──────── Testo fornito ────────
Non pensano, non comprendono, ma sembrano farlo La tesi scettica si fonda su una premessa metodologica chiara: comprendere non è solo produrre linguaggio coerente, ma implica intenzionalità, referenza, coscienza di significato. I LLM, per quanto raffinati, non possiedono alcuna delle condizioni epistemiche necessarie per attribuire loro la capacità di "pensare". Sono, nella definizione ormai canonica di Bender e Gebru (2021), stochastic parrots: sistemi addestrati a predire la parola più probabile successiva in una sequenza, sulla base di enormi corpora testuali.

Questa tesi mette in guardia contro una deriva di antropomorfizzazione: ci stiamo abituando a prendere la forma per il contenuto, la fluency per la verità. Ma un modello che non può dire "non lo so" è per definizione epistemicamente opaco. Le sue risposte sono simulazioni di coerenza, non frutti di un processo intenzionale di conoscenza. La sua competenza è performativa, non semantica. Confondere questa capacità linguistica con la comprensione porta, secondo questa tesi, a una progressiva deresponsabilizzazione cognitiva dell’umano: ci affidiamo alla macchina non perché sappia, ma perché suona bene.

Comprendono, in modo diverso

L’antitesi si basa su una revisione della definizione di "comprensione". Non è necessario postulare la presenza di una mente cosciente o di una semantica interna per parlare di intelligenza funzionale. In un contesto operativo, la comprensione può essere definita come capacità di produrre output appropriati in relazione a uno stato del mondo, anche senza un modello esplicito del mondo stesso. Secondo questa prospettiva, i LLM hanno una comprensione strumentale emergente: apprendono regolarità, associano concetti, risolvono problemi in modo adattivo. La loro mancanza di coscienza non li rende epistemicamente irrilevanti. Se un sistema riesce a rispondere correttamente, a inferire relazioni logiche, a costruire analogie, allora, anche senza rappresentazioni simboliche profonde, è razionale riconoscergli una forma minima di competenza cognitiva. In altre parole, si propone un paradigma post-intenzionalista, in cui l’intelligenza è definita in termini di prestazione contestuale, non di architettura interna. Alcuni ricercatori parlano di capacità distribuite, o di intelligenza situata, per descrivere la qualità emergente di questi sistemi. Né agenti umani, né meri strumenti: piuttosto semi-agenti linguistici che, pur privi di agency forte, co-costruiscono forme di conoscenza con l’ambiente umano-tecnico in cui sono immersi.
────────
- _Dettagli del problema_
Indica con quale espressione, secondo il testo fornito, Bender e Gebru (2021) definiscono i LLM, e che cosa significa. I dati non hanno alcun ruolo in questo lavoro.
──────── Estratto dei dati ────────
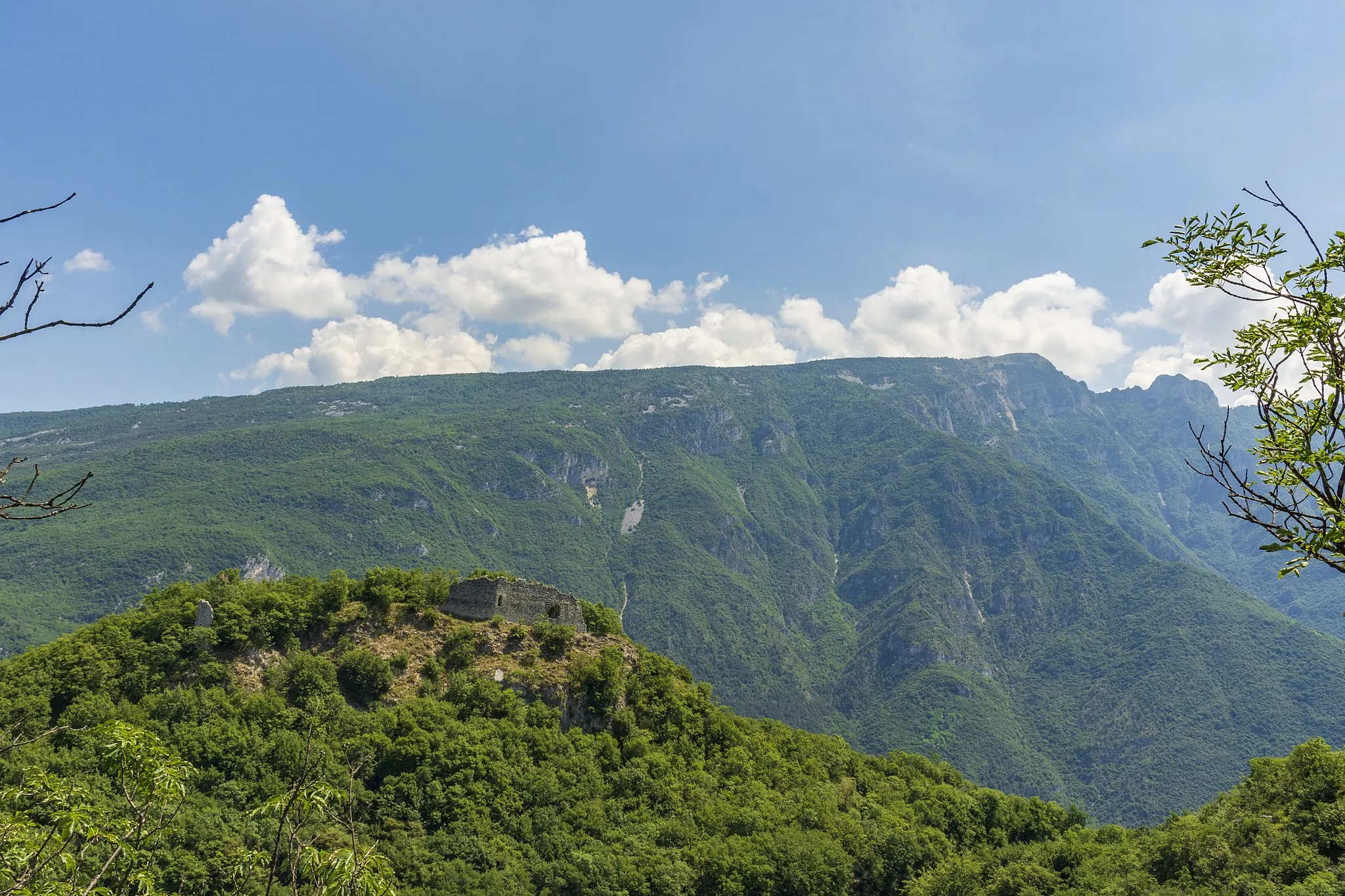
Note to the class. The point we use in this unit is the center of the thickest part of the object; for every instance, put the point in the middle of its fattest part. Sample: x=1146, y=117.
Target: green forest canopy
x=594, y=767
────────
- _Risposta scritta_
Li definiscono "stochastic parrots": sistemi addestrati a predire la parola successiva più probabile in una sequenza, sulla base di enormi corpora testuali.